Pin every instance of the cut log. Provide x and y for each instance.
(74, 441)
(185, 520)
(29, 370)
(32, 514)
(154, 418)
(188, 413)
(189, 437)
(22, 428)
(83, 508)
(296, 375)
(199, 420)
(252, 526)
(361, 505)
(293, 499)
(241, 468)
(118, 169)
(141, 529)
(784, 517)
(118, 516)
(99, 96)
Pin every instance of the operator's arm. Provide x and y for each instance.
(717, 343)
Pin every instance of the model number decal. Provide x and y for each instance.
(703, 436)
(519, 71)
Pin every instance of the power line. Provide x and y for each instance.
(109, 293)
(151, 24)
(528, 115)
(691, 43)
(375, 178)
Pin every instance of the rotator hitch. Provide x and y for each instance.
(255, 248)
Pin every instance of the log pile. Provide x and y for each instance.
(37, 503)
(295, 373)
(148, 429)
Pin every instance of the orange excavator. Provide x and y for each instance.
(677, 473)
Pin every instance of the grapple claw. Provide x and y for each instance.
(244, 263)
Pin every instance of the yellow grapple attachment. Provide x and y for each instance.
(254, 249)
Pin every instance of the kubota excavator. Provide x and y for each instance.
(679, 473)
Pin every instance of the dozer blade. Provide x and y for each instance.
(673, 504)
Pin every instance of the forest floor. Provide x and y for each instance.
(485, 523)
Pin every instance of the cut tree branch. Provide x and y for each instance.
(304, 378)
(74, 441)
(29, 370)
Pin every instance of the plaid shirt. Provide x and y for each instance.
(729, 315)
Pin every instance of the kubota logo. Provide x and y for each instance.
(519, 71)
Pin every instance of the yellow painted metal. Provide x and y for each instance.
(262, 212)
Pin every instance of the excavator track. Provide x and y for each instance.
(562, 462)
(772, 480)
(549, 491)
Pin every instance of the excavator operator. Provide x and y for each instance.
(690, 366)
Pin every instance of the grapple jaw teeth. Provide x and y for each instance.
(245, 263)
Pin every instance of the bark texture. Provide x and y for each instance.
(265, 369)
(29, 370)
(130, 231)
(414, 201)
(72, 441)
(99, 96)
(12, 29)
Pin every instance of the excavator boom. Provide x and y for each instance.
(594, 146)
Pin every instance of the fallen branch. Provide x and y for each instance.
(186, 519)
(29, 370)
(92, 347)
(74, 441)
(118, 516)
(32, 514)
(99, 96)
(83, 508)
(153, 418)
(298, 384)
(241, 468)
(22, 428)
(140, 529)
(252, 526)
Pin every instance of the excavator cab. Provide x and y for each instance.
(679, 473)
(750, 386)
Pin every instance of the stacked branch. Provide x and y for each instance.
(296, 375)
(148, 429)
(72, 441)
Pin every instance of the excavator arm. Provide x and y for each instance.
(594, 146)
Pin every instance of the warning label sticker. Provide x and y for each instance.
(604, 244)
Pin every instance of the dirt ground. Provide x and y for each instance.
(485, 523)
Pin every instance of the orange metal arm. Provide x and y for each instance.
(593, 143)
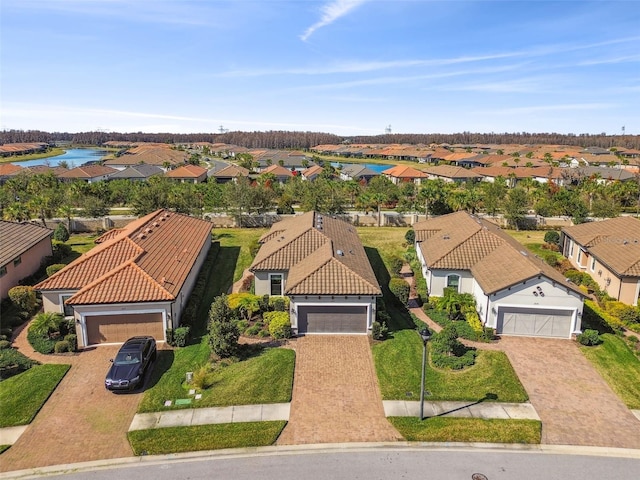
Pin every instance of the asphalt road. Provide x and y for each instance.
(372, 463)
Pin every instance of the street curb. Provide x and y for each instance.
(319, 449)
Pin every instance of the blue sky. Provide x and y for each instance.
(349, 67)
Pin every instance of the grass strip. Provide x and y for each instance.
(204, 437)
(442, 429)
(23, 395)
(619, 367)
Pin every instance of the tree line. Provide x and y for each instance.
(306, 140)
(42, 196)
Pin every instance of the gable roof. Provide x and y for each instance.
(148, 260)
(461, 241)
(615, 242)
(323, 255)
(17, 238)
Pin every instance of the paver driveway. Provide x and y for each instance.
(81, 421)
(335, 393)
(575, 404)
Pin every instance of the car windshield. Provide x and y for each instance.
(127, 358)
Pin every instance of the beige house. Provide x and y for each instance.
(319, 263)
(516, 293)
(23, 248)
(609, 251)
(136, 281)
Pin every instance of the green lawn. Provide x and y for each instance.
(264, 378)
(204, 437)
(238, 241)
(618, 366)
(23, 395)
(442, 429)
(398, 362)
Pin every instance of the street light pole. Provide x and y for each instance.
(425, 335)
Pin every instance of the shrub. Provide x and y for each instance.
(552, 237)
(400, 290)
(61, 346)
(410, 236)
(379, 330)
(279, 304)
(280, 325)
(56, 267)
(395, 265)
(24, 298)
(61, 233)
(60, 250)
(181, 335)
(223, 329)
(13, 362)
(72, 340)
(551, 260)
(589, 338)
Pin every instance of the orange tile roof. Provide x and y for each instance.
(461, 241)
(152, 257)
(404, 171)
(323, 255)
(187, 171)
(615, 242)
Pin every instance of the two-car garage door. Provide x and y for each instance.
(332, 319)
(534, 322)
(118, 328)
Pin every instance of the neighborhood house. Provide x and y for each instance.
(136, 281)
(318, 262)
(609, 251)
(516, 293)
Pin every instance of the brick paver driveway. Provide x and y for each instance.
(575, 404)
(81, 421)
(335, 393)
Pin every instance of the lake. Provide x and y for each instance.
(74, 157)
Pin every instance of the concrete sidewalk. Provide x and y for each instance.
(519, 411)
(207, 416)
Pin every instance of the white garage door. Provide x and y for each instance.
(332, 319)
(534, 322)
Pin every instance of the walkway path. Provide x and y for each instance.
(575, 404)
(335, 393)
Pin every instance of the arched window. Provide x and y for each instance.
(453, 281)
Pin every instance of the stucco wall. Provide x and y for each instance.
(31, 260)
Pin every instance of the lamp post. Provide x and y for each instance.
(425, 335)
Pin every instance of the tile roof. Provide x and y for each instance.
(404, 171)
(152, 257)
(615, 242)
(461, 241)
(17, 238)
(323, 255)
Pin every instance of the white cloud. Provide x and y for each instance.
(331, 12)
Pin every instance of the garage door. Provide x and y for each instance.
(534, 322)
(332, 319)
(118, 328)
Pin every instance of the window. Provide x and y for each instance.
(66, 309)
(453, 281)
(276, 284)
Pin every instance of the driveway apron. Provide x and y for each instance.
(81, 421)
(335, 393)
(575, 404)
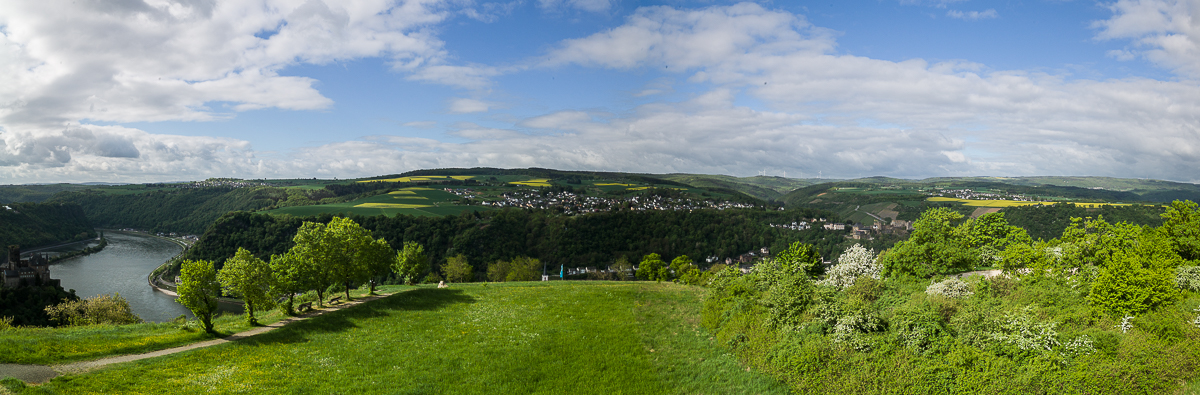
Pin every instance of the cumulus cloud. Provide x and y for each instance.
(465, 106)
(1164, 31)
(168, 60)
(973, 15)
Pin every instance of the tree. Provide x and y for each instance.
(198, 289)
(377, 257)
(311, 255)
(411, 262)
(1181, 222)
(523, 269)
(801, 257)
(249, 277)
(349, 251)
(457, 269)
(622, 268)
(684, 270)
(289, 279)
(935, 246)
(651, 268)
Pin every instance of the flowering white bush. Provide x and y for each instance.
(949, 288)
(853, 263)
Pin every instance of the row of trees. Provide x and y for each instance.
(340, 252)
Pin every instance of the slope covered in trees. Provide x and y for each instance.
(31, 225)
(586, 240)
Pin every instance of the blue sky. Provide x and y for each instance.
(162, 90)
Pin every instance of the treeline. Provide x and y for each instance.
(1102, 309)
(30, 225)
(586, 240)
(1047, 222)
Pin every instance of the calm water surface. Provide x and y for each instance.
(123, 268)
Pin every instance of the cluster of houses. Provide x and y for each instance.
(966, 193)
(17, 273)
(571, 203)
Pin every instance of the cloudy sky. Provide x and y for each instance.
(161, 90)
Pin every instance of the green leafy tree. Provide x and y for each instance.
(685, 271)
(377, 257)
(457, 269)
(198, 291)
(498, 270)
(652, 268)
(934, 247)
(622, 268)
(1181, 222)
(348, 250)
(249, 277)
(289, 279)
(1137, 270)
(311, 257)
(523, 269)
(411, 262)
(802, 258)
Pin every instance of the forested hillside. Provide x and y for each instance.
(31, 225)
(1048, 221)
(585, 240)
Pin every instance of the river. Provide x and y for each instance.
(123, 268)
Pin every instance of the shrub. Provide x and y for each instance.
(1187, 277)
(953, 288)
(99, 310)
(856, 262)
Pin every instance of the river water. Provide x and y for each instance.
(123, 268)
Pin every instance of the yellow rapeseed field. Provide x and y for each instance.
(391, 205)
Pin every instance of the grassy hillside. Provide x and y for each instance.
(561, 337)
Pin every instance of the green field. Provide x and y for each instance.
(533, 337)
(411, 201)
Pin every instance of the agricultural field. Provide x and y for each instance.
(1017, 203)
(532, 337)
(411, 201)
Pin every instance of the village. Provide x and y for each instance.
(573, 203)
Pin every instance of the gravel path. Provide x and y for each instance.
(41, 373)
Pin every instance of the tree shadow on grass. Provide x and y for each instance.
(425, 299)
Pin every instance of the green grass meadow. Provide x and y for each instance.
(533, 337)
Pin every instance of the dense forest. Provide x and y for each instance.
(586, 240)
(1048, 221)
(31, 225)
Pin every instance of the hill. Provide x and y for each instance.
(31, 225)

#### The problem
Print again the material above, limited to the lines from the one holding "Pin every instance of the yellow rapeseed" through the last, inclusive.

#### Solution to the exercise
Pin every instance of the yellow rapeseed field. Provide x and y for each instance.
(391, 205)
Pin every instance of the grassy hillside. Provide x and y for each instance.
(561, 337)
Pin every instance of the green field. Provide x and y for each instance.
(533, 337)
(411, 201)
Pin every instance of the agricultural field. Provide x and y for each instance.
(1017, 203)
(532, 337)
(411, 201)
Pin every instance of the village. Provide x and y for each instance.
(573, 203)
Pin every instance of the gravel path. Provide x and y for each instance.
(41, 373)
Pin every instance of the tree shadow on grass. Provide x and y for each instance.
(425, 299)
Pin every instance of the green grass meadow. Provide x and y for each instance.
(533, 337)
Pin every instance of the dense forest. Provide x and y for each instance.
(586, 240)
(1048, 221)
(31, 225)
Pin every instance of the hill. Provide x and y for each instance.
(31, 225)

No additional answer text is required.